─── SELECTED EXTRACT
Work and Employment in the Great Reshuffle: Navigating the Polycrisis
BSA Work, Employment and Society Conference 2026
9-11 September 2026
University of Bath School of Management, UK
About the Event
The contemporary world of work is shaped by a confluence of accelerating and interconnected crises – a polycrisis – that fundamentally disrupts established employment relationships, social protection systems, and the very notion of decent work. The concept of a polycrisis highlights how climate degradation, geopolitical instability, technological disruption, demographic shifts, and mounting pressures on health and social care systems intersect and mutually reinforce one another, rather than unfolding as discrete or isolated events. Workers, organisations, and communities are confronted with the need to navigate these converging processes, while also facing the extensive labour-market reordering associated with the ‘Great Reshuffle’ – when established expectations of work, identity, and institutional security are being renegotiated or unsettled. These developments call for renewed sociological reflection on the structural, cultural, and relational shifts shaping this period of transitions.
──────
─── PROVIDED DATA
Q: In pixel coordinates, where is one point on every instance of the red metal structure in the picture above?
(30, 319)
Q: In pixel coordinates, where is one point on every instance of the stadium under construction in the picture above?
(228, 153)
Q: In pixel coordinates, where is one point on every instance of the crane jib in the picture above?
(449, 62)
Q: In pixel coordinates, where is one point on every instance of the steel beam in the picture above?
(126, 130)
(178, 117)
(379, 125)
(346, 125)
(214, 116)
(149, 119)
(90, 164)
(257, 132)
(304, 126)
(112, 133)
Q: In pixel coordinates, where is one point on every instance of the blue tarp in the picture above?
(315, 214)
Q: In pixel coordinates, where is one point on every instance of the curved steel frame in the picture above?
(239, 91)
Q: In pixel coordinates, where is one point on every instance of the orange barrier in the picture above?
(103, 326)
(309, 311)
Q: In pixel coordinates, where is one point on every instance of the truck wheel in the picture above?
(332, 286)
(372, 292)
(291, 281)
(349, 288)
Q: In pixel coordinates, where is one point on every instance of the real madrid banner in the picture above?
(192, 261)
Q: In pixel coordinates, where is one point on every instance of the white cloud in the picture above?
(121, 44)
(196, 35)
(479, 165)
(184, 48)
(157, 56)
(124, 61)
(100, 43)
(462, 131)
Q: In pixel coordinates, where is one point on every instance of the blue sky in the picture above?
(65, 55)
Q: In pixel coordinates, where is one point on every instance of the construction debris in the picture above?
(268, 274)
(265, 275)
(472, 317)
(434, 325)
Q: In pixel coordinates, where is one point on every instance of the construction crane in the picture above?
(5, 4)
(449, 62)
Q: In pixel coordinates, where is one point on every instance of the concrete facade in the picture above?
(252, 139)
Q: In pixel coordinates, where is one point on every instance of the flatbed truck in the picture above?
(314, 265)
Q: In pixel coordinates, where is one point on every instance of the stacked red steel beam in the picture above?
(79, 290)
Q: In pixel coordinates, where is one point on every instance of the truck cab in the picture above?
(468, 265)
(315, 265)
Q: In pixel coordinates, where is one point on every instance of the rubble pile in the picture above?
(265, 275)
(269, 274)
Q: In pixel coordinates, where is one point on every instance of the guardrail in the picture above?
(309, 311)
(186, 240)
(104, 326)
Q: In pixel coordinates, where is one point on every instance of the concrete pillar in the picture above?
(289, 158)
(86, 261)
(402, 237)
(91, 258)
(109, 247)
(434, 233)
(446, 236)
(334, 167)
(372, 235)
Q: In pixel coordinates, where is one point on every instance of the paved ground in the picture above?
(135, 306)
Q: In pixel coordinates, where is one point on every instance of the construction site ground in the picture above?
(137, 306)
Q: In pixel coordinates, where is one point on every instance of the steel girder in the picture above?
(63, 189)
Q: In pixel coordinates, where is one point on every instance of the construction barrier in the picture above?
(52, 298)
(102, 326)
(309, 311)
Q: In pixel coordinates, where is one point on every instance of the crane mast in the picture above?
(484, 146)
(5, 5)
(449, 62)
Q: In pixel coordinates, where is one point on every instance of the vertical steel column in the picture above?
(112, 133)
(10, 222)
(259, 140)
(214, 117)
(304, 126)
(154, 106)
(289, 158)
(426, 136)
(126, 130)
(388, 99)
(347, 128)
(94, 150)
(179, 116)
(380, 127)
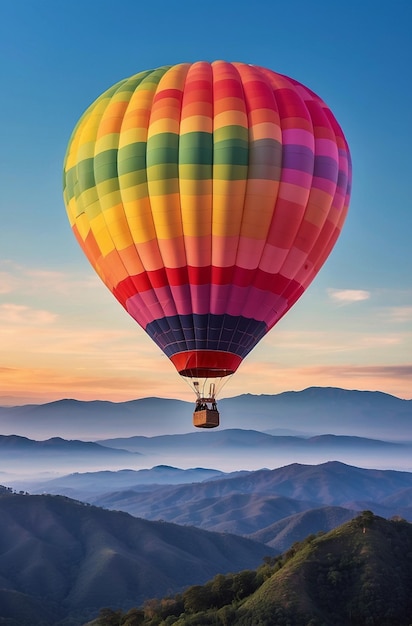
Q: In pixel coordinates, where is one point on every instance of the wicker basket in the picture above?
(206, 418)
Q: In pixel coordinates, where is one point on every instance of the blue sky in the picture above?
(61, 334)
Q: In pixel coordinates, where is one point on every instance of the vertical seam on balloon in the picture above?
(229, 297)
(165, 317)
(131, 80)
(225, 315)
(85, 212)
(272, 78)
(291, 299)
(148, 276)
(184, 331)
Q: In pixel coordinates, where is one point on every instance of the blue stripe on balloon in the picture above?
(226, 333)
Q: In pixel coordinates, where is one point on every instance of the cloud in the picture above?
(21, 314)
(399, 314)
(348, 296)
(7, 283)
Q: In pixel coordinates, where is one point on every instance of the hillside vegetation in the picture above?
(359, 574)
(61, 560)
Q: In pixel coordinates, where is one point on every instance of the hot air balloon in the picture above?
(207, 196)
──────
─── PROVIDED DATA
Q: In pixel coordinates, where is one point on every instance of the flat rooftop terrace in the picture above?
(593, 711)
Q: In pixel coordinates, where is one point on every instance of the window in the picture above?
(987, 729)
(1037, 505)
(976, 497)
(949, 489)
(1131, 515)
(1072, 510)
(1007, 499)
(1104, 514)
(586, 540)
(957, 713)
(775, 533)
──────
─── PROVIDED DATA
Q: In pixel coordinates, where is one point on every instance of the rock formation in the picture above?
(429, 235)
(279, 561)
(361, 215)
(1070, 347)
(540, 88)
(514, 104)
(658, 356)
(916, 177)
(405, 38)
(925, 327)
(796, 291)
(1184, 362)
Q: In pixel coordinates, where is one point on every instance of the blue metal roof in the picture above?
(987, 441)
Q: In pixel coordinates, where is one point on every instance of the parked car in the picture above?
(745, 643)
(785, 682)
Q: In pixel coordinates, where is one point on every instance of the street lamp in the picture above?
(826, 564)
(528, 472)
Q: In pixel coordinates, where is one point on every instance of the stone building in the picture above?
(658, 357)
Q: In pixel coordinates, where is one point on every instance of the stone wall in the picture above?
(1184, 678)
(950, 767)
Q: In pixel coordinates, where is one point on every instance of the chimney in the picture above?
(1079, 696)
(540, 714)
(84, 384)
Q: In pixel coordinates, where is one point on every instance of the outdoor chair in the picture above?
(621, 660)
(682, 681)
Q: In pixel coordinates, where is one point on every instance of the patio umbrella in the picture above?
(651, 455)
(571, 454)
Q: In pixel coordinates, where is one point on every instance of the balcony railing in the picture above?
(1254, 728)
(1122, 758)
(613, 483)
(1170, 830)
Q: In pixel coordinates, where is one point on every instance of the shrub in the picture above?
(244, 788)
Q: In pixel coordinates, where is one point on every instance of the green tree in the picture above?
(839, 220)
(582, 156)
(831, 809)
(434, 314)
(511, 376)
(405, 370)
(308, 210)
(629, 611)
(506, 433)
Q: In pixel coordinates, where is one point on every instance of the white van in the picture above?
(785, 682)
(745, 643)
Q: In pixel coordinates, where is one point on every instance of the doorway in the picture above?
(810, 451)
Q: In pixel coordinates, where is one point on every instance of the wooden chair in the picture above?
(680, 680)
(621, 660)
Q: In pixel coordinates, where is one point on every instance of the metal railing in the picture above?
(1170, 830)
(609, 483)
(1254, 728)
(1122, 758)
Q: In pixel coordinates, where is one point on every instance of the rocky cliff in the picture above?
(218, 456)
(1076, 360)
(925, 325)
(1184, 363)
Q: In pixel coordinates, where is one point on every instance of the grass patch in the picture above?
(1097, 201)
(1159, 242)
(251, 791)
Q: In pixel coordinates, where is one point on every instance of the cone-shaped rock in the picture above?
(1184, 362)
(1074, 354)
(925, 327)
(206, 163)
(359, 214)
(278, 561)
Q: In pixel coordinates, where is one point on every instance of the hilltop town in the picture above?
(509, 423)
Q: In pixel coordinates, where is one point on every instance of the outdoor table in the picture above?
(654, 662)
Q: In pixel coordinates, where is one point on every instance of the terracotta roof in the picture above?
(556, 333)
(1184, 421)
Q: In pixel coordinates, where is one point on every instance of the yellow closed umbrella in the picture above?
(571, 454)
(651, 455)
──────
- [ACTION ITEM]:
Continue the description of the 2026 conference on work and employment from the point where it ends. The items have no connection to the text about the conference.

- [RESULT OF THIS EXERCISE]:
Over recent decades, multiple waves of economic, technological, political, and environmental change have repeatedly reconfigured the landscape of work and employment. This period has been characterised by the fragmentation of global production systems, the reshaping of labour processes through digital platforms and AI-enabled organisational technologies (e.g., Gasparre & Tirabeni, 2023), shifts in labour supply driven by migration, ageing populations, and increasing care demands (e.g., Jenkins, 2025), as well as climate change-induced industrial transitions and heightened exposure to environmental risks. At the same time, financial volatility, authoritarian tendencies, and institutional weakening have contributed to the erosion of mechanisms that once underpinned labour rights and social protection. These transformations manifest unevenly across different world regions, generating new inequalities and dependencies while also creating openings for new forms of regulation, mobilisation, and collective agency.
Taken together, these shifts prompt a re-examination of the conditions under which work and social life are organised and experienced. Technological acceleration – particularly through digitalisation and AI – promises efficiency and new opportunities for participation (Siegmann et al., 2024), but it also expands regimes of surveillance, algorithmic decision-making, and platform-mediated precarity (Wood et al., 2019; Johnston & Slye, 2025; Schor et al., 2023). Demographic transitions, climate-driven displacement, and pressures on care infrastructures highlight the growing fragility of social reproduction and the significance of wellbeing, interdependence, and access to care. Meanwhile, economic restructuring, new financial dynamics, and reorganised global value chains generate both constraints and possibilities for workers and institutions. Political polarisation and the weakening of democratic norms additionally shape how labour rights, agency, and governance are imagined and contested.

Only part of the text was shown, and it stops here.